## [WHAT TO DO]
Find every line in the entries that contains the string "wing" and copy each such line in full.

[Begin EXCERPTED DATA]

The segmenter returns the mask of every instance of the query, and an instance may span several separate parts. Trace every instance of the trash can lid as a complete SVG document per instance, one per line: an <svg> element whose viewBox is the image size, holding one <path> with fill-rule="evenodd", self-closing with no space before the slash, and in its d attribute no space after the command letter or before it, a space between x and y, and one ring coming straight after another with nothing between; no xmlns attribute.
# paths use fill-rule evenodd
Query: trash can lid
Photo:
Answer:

[End EXCERPTED DATA]
[Begin EXCERPTED DATA]

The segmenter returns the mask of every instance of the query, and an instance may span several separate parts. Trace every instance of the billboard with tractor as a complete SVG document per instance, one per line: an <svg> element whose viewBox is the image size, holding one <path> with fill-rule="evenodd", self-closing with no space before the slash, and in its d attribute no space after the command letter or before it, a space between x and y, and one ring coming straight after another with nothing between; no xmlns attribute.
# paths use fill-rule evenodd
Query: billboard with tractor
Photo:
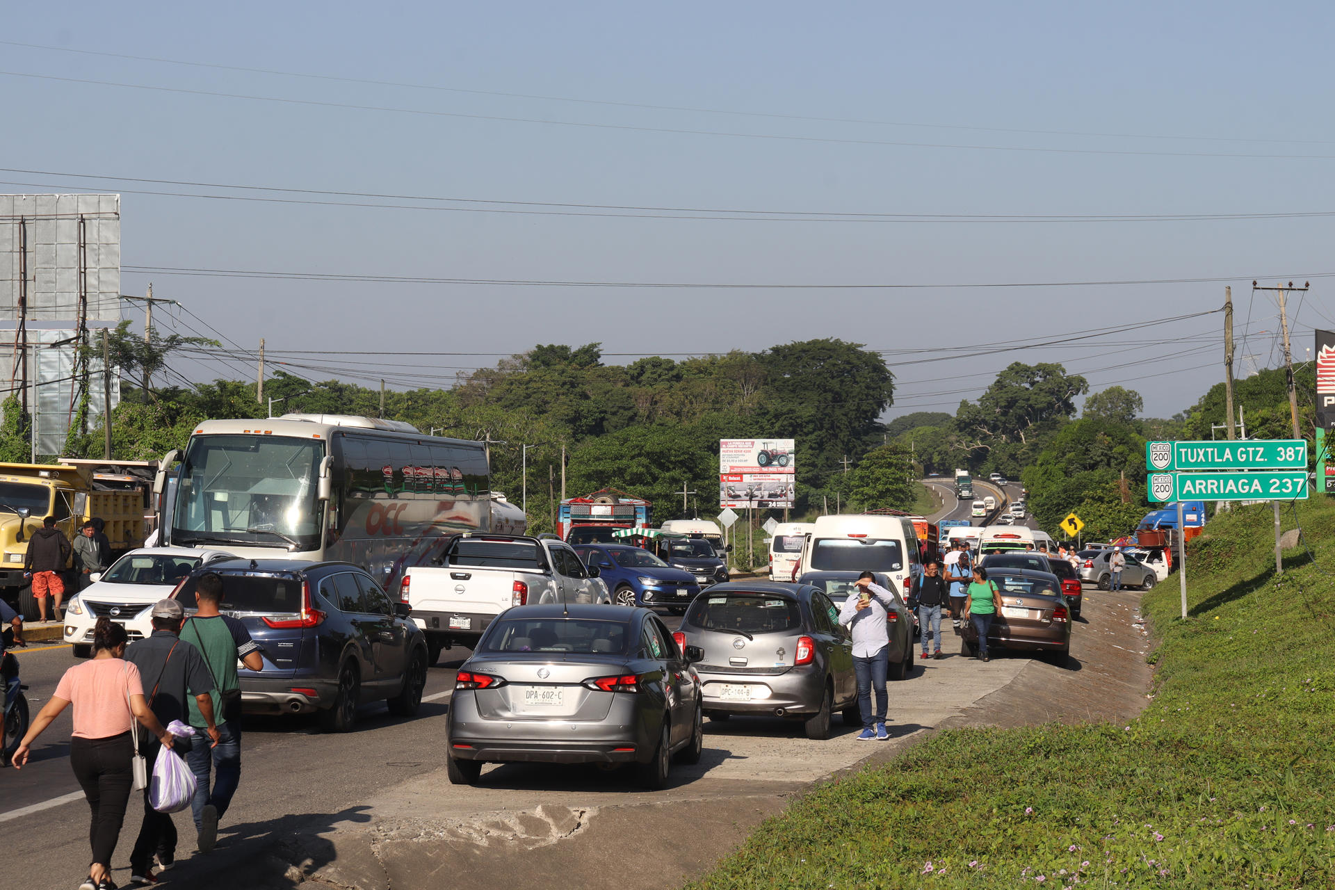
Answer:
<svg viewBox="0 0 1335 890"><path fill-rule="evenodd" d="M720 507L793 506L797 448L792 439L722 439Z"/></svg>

[End EXCERPTED DATA]
[Begin EXCERPTED DATA]

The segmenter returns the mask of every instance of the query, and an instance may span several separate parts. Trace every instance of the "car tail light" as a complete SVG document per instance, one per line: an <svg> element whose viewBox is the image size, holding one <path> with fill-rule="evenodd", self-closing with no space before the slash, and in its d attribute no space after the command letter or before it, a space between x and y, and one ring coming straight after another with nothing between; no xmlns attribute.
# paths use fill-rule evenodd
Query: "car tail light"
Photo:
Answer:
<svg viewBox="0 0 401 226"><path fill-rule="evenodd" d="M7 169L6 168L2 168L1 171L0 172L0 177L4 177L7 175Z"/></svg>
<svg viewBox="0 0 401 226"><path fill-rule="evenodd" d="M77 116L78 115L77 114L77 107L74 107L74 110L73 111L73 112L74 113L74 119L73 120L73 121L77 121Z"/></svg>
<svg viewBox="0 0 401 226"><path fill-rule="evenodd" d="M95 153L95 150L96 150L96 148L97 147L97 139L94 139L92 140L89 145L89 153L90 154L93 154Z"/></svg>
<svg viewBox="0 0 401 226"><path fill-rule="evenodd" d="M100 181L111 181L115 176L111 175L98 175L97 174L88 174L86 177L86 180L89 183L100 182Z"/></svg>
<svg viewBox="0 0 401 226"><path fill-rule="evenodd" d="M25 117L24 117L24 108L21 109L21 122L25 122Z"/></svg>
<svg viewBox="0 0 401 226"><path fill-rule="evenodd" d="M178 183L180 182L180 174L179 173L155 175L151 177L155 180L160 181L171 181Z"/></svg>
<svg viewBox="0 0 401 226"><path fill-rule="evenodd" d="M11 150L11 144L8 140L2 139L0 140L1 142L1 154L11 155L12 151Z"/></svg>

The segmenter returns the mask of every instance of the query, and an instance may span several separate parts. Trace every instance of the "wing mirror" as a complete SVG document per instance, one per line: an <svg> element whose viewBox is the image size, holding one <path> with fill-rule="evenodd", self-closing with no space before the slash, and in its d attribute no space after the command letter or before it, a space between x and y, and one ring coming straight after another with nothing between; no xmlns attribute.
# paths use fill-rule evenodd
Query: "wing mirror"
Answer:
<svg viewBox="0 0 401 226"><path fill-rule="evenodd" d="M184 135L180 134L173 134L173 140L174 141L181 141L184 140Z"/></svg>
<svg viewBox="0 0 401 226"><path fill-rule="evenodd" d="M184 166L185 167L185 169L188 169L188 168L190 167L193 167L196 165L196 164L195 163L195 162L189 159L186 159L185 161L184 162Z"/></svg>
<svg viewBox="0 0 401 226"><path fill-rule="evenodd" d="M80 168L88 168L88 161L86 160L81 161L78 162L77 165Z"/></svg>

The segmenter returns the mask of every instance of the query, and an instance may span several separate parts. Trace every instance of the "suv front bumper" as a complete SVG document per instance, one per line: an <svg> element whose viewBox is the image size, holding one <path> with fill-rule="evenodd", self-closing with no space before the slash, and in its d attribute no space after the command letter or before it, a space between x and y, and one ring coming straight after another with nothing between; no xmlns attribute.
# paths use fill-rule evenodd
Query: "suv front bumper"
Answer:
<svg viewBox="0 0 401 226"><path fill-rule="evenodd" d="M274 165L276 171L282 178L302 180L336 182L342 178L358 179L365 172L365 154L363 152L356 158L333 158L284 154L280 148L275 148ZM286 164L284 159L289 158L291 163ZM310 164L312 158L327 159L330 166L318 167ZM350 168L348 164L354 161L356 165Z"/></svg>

[End EXCERPTED DATA]

## [EXERCISE RESPONSE]
The segmenter returns the mask of every instance of the query, and an instance may span several separate parts. Trace every instance of the "wing mirror" as a complete SVG document per instance, one per line: an <svg> element whose viewBox is the image size, holding one <path> with fill-rule="evenodd", self-closing with no space before the slash, and in its d attribute no space after the command letter or before it, a space between x and y, and one ring coming straight after another with nothing between; no xmlns attribute.
Query: "wing mirror"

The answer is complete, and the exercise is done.